■ DATA SHOWN ■
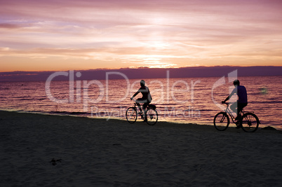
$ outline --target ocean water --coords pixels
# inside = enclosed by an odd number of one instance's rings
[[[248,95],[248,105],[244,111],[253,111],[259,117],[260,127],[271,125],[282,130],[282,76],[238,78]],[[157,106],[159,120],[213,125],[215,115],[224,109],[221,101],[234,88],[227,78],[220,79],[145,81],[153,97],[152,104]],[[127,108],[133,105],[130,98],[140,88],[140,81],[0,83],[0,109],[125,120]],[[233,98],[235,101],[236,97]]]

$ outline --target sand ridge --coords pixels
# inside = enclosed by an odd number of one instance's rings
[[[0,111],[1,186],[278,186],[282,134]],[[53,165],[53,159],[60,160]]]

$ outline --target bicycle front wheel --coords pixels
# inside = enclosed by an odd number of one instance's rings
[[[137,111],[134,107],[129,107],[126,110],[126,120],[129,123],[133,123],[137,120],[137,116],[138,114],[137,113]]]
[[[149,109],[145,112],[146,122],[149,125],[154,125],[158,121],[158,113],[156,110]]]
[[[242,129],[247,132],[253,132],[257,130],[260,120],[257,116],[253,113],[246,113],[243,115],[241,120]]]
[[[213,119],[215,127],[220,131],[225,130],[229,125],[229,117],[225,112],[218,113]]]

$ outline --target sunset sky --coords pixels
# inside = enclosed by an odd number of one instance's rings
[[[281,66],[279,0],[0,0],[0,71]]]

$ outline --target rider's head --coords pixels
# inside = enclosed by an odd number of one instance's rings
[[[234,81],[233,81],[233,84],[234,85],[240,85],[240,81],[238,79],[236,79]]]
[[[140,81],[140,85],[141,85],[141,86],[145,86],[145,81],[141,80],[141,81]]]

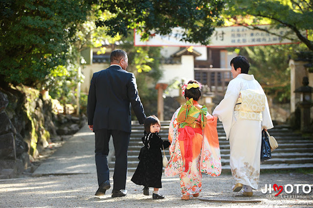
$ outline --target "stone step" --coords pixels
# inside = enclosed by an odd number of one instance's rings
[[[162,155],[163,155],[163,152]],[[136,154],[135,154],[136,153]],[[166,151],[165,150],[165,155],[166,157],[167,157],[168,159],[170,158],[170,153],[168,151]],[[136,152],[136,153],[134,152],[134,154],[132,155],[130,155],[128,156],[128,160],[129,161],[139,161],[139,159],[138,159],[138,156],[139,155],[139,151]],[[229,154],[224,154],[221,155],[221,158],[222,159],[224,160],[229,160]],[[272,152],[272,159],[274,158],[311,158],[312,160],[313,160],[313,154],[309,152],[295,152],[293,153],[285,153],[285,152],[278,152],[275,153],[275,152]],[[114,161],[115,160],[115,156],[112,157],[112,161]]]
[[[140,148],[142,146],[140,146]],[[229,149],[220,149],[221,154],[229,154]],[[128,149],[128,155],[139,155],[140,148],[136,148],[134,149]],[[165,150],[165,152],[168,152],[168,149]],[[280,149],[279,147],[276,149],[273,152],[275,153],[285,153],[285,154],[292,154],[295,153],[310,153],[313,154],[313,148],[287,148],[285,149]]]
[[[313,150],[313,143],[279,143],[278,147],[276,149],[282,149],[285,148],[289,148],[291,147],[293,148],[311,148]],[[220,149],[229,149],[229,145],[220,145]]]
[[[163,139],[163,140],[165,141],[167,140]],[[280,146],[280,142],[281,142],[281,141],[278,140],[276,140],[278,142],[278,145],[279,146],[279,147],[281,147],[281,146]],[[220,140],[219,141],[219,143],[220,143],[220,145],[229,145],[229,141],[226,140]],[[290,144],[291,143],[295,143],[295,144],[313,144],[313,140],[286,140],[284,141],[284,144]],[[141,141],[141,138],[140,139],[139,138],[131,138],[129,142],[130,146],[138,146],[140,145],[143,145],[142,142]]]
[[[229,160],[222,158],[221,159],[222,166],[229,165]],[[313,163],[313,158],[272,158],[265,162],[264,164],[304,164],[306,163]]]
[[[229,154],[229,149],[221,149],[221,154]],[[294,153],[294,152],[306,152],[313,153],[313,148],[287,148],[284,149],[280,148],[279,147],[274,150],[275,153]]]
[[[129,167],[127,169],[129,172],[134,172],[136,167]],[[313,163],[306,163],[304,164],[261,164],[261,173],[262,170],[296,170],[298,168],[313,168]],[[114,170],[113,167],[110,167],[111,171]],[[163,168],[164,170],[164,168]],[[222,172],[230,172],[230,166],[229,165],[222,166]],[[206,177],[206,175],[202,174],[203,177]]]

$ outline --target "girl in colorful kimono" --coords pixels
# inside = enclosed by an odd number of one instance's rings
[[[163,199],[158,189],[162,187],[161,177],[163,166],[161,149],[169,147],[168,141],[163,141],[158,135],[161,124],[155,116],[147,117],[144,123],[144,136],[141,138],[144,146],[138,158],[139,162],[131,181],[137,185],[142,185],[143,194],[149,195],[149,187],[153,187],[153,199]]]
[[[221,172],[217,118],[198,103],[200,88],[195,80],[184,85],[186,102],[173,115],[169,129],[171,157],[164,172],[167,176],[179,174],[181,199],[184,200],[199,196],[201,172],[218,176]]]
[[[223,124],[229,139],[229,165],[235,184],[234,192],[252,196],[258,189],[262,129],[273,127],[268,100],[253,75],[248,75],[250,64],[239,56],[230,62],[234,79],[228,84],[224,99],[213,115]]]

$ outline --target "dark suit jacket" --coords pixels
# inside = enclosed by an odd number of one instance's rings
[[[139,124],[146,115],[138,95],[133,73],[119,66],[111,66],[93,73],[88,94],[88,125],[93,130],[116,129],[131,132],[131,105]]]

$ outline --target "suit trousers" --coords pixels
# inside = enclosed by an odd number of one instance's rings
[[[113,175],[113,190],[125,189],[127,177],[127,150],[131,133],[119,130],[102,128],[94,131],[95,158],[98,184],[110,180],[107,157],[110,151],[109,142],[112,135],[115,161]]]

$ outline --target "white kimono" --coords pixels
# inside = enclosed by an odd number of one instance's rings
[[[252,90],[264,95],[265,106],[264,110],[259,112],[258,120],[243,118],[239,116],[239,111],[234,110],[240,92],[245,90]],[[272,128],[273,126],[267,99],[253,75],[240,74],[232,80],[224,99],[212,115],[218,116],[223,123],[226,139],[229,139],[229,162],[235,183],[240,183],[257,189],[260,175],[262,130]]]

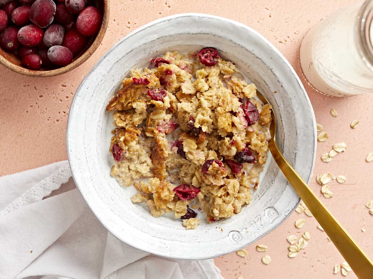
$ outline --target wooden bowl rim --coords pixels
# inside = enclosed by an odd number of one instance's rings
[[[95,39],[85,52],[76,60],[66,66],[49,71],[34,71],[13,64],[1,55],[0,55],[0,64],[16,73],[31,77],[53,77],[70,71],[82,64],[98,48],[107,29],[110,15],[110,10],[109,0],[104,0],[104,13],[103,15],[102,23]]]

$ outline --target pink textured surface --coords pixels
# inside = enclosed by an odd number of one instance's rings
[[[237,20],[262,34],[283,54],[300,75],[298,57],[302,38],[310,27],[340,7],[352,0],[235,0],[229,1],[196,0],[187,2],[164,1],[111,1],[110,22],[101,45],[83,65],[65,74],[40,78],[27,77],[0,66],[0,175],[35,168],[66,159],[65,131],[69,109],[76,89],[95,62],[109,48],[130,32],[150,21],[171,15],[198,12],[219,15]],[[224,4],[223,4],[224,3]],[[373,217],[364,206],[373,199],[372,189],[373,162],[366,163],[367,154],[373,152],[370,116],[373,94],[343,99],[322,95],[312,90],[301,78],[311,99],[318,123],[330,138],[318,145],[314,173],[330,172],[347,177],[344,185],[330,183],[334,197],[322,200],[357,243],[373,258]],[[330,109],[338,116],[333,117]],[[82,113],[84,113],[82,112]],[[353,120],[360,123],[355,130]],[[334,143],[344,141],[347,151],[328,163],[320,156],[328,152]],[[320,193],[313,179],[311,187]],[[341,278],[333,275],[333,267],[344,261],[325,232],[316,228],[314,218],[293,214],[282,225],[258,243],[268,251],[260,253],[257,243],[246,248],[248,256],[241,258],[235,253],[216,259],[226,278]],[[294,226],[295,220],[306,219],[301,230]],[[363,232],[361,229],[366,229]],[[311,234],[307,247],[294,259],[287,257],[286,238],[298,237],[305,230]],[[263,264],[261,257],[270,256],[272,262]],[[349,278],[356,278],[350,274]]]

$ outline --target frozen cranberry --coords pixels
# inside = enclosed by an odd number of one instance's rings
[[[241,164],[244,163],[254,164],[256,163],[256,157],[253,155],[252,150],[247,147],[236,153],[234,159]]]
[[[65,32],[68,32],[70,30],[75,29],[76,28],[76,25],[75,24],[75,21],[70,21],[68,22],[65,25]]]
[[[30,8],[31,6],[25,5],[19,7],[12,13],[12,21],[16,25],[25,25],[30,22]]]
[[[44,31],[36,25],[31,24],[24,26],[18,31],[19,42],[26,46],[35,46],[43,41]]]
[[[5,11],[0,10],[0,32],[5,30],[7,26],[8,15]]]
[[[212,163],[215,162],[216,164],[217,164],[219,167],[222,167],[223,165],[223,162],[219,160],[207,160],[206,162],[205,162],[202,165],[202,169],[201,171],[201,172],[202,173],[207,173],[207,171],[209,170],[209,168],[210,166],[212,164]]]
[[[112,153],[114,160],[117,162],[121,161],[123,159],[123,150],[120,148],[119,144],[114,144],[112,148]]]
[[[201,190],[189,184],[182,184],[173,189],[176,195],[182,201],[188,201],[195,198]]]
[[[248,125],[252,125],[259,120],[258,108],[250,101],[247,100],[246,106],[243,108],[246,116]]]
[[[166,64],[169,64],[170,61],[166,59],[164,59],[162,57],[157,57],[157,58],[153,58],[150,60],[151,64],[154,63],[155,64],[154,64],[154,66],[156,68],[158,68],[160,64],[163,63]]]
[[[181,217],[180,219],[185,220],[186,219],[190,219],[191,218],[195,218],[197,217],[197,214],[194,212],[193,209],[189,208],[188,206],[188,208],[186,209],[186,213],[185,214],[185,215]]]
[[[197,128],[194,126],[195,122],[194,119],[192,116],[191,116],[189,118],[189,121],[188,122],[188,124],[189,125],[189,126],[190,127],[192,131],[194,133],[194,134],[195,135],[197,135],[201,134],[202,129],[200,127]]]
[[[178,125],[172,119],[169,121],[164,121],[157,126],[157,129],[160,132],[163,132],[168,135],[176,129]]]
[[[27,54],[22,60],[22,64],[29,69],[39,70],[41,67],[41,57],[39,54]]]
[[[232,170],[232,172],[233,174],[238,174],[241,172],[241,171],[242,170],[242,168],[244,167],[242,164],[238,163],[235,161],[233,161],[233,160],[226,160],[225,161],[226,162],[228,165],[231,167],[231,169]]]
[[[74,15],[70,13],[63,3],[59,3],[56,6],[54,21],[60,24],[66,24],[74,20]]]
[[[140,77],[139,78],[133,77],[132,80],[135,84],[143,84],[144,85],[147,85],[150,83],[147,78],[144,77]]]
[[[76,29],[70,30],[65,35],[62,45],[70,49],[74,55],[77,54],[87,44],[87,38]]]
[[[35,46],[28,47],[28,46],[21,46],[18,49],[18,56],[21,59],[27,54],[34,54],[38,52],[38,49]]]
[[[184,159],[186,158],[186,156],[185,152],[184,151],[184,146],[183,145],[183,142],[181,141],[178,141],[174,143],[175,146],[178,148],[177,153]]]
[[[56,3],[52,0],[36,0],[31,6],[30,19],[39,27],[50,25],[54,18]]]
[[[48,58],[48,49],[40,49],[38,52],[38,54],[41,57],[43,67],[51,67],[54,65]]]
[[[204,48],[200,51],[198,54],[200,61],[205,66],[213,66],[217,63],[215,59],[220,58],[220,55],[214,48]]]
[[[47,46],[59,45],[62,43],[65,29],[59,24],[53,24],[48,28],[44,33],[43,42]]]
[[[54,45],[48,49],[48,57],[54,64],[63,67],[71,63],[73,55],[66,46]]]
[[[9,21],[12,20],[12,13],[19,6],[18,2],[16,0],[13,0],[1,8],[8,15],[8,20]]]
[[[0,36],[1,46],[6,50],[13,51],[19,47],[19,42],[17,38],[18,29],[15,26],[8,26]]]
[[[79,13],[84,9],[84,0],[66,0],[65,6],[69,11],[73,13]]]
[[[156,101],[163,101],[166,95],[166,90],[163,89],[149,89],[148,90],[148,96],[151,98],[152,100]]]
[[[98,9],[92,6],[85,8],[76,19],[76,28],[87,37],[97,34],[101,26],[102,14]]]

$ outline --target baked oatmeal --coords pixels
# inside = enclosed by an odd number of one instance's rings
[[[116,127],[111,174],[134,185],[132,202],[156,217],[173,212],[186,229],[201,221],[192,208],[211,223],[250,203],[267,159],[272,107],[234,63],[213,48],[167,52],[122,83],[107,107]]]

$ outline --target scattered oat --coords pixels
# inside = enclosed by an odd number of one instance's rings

■ YOUR TASK ■
Copy every line in the records above that contains the word "kimono". Case counts, so match capital and lowercase letters exactly.

■ FINISHED EXERCISE ■
$ outline --target "girl in colorful kimono" --coords pixels
$ outline --target "white kimono" --coords pixels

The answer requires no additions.